===== RECORDS FOR THIS TASK
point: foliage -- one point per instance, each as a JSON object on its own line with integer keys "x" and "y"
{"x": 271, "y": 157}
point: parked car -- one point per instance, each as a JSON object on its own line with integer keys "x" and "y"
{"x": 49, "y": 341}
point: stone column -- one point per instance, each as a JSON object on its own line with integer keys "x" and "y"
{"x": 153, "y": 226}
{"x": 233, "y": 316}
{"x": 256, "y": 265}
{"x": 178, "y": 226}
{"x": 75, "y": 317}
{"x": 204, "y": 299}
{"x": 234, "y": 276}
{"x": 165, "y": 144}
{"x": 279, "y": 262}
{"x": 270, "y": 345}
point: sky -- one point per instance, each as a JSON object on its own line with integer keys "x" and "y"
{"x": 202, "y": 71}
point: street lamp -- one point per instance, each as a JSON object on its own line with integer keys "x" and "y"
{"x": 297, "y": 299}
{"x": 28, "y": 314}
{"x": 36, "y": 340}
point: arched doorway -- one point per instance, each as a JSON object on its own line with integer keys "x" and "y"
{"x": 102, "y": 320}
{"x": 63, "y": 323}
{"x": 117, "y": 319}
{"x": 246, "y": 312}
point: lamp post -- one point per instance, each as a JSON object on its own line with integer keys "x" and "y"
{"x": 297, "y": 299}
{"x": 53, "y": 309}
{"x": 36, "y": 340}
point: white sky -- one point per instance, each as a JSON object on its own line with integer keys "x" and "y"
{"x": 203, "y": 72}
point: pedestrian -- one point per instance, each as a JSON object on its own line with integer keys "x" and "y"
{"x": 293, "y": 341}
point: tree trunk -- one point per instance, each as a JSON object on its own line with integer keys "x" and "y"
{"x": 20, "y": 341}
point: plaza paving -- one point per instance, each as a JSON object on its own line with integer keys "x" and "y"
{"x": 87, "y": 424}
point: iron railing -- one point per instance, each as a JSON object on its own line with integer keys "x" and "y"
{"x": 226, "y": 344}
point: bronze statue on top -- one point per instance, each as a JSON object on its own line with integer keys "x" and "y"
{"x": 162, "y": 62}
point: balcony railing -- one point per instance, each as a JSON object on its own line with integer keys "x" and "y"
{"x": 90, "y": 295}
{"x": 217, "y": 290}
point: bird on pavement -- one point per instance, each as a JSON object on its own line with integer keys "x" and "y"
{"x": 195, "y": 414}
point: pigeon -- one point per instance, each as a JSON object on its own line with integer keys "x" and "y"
==========
Rewrite the data from the line containing "point: balcony railing" through the end, inclusive, replacing "pigeon" with "dove" and changing nothing else.

point: balcony railing -- one point per instance, each as a JSON object on its own line with integer keys "x" and "y"
{"x": 90, "y": 295}
{"x": 217, "y": 290}
point: bird on pavement -- one point per instance, each as a JSON object on its own line with integer keys "x" and "y"
{"x": 195, "y": 414}
point: dove -- one point per instance, each as a JSON object on its own line with integer keys "x" and "y"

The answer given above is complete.